**Document extract**
__________

Newt Gingrich is the latest Republican presidential hopeful to shoot to the top of the polls. A USA Today/Gallup survey released today confirms his new status: The poll has him essentially tied with Mitt Romney for the GOP frontrunner spot.

But who, specifically, are his new voters? Is he getting disaffected Herman Cain voters? The usual anti-Romney crowd? Tea party people? Who?

Well, he’s getting some folks from all those categories. But interestingly, his support now seems to rest on a number of pillars of strength, including ex-Rick Perry voters, GOP voters old enough to remember him as Speaker of the House, and highly educated Republicans.

You can see these trends in the Gallup poll breakdown.

Newt’s rise began back in September, at a time when Texas Governor Perry was getting around 29 percent in the polls. Perry’s gone on a steep slide since then. Today Gallup has him as the choice of only 8 percent of Republican voters.

Gingrich and Mr. Cain rose as he fell. Cain rose faster, but has since declined slightly in the wake of sexual-harassment charges. Gingrich, who was already on the way up, appears to have corralled some of the ex-Cain supporters.

Interestingly, if you cross-slice his support, Gingrich gets stronger as voter age increases. He gets only four percent of the 18- to 29-year-old crowd, for instance, but grabs a hefty 34 percent of Republican voters 65 and over, according to Gallup.

“Gingrich’s support is heavily concentrated among Republicans who are at least 50. This pattern may reflect the fact that he has been out of office for more than a decade, and thus a less familiar figure to young Republicans,” writes Gallup’s Jeffrey Jones.

He also gets the highly educated crowd. Among GOP voters with postgraduate degrees, his support has risen from 10 percent to 28 percent in the USA Today/Gallup survey.

The highly educated "had been the education group that gave him his lowest support; now they give him the highest,” writes USA Today’s chief political scribe Susan Page.

__________

**Task list**
A – Summarize the article on Newt Gingrich's poll standing in two sentences.
B – Reproduce everything in the article on Newt Gingrich's poll standing from "But who, specifically, are" down to "Gallup poll breakdown.", changing "pillars of strength" to "sources of support".

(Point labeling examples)
__________

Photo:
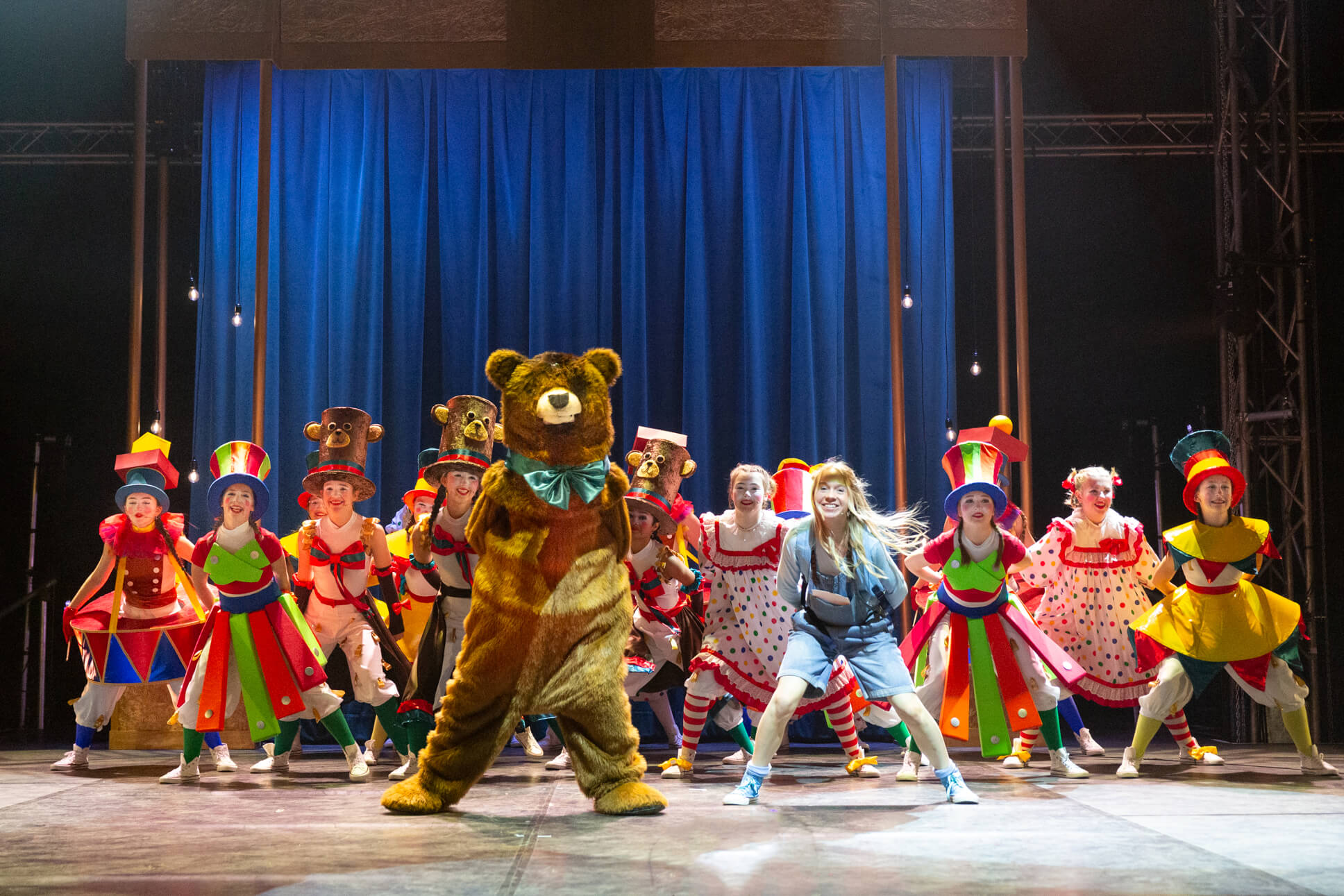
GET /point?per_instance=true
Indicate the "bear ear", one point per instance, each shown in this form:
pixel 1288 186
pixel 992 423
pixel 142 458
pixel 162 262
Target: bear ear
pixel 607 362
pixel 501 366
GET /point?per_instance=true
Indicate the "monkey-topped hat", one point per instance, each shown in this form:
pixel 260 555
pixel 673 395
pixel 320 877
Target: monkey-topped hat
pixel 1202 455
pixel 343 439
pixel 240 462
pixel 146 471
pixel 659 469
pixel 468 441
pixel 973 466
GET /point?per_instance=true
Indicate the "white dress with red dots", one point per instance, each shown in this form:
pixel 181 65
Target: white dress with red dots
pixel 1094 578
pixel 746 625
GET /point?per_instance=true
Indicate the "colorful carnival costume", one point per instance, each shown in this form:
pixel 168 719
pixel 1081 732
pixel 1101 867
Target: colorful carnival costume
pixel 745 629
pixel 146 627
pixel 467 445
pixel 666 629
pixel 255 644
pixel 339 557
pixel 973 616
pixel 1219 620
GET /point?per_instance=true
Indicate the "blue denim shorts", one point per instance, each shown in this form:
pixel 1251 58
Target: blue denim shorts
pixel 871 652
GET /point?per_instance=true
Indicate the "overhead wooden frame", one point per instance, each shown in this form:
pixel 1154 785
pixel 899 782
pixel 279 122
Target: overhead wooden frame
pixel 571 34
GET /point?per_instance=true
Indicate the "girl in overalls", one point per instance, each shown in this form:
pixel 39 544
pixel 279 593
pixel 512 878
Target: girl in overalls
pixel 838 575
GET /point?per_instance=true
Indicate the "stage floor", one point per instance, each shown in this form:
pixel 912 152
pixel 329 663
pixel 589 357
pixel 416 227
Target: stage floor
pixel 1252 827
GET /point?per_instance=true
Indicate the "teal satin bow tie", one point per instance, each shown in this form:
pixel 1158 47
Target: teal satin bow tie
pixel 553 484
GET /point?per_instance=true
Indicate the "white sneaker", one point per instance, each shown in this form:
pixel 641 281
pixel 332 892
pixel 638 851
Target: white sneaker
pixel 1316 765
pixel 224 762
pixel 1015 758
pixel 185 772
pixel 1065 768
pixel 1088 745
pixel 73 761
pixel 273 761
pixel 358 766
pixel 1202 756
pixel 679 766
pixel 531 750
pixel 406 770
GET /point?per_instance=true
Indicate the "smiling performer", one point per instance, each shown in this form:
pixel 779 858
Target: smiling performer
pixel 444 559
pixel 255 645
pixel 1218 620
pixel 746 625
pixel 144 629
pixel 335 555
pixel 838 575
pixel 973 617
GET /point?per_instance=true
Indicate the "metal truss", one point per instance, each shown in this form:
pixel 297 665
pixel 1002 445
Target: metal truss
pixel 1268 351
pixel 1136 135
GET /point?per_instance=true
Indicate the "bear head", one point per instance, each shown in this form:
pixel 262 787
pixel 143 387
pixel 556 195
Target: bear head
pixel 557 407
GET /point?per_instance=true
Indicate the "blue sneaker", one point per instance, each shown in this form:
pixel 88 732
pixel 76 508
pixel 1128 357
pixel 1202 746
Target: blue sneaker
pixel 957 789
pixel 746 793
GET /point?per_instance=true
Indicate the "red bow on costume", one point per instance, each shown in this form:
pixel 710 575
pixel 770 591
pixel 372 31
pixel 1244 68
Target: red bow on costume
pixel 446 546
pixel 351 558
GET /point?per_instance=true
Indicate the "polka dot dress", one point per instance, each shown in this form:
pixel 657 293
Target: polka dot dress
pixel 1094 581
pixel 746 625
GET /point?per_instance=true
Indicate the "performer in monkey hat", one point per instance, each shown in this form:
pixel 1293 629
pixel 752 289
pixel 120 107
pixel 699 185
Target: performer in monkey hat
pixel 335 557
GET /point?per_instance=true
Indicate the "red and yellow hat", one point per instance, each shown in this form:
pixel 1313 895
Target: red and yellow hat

__________

**Final results**
A – A USA Today/Gallup survey shows Newt Gingrich essentially tied with Mitt Romney for the Republican frontrunner spot. His support rests on former Rick Perry voters, some ex-Herman Cain supporters, Republicans old enough to remember him as Speaker of the House, and highly educated Republicans.

B –
But who, specifically, are his new voters? Is he getting disaffected Herman Cain voters? The usual anti-Romney crowd? Tea party people? Who?

Well, he’s getting some folks from all those categories. But interestingly, his support now seems to rest on a number of sources of support, including ex-Rick Perry voters, GOP voters old enough to remember him as Speaker of the House, and highly educated Republicans.

You can see these trends in the Gallup poll breakdown.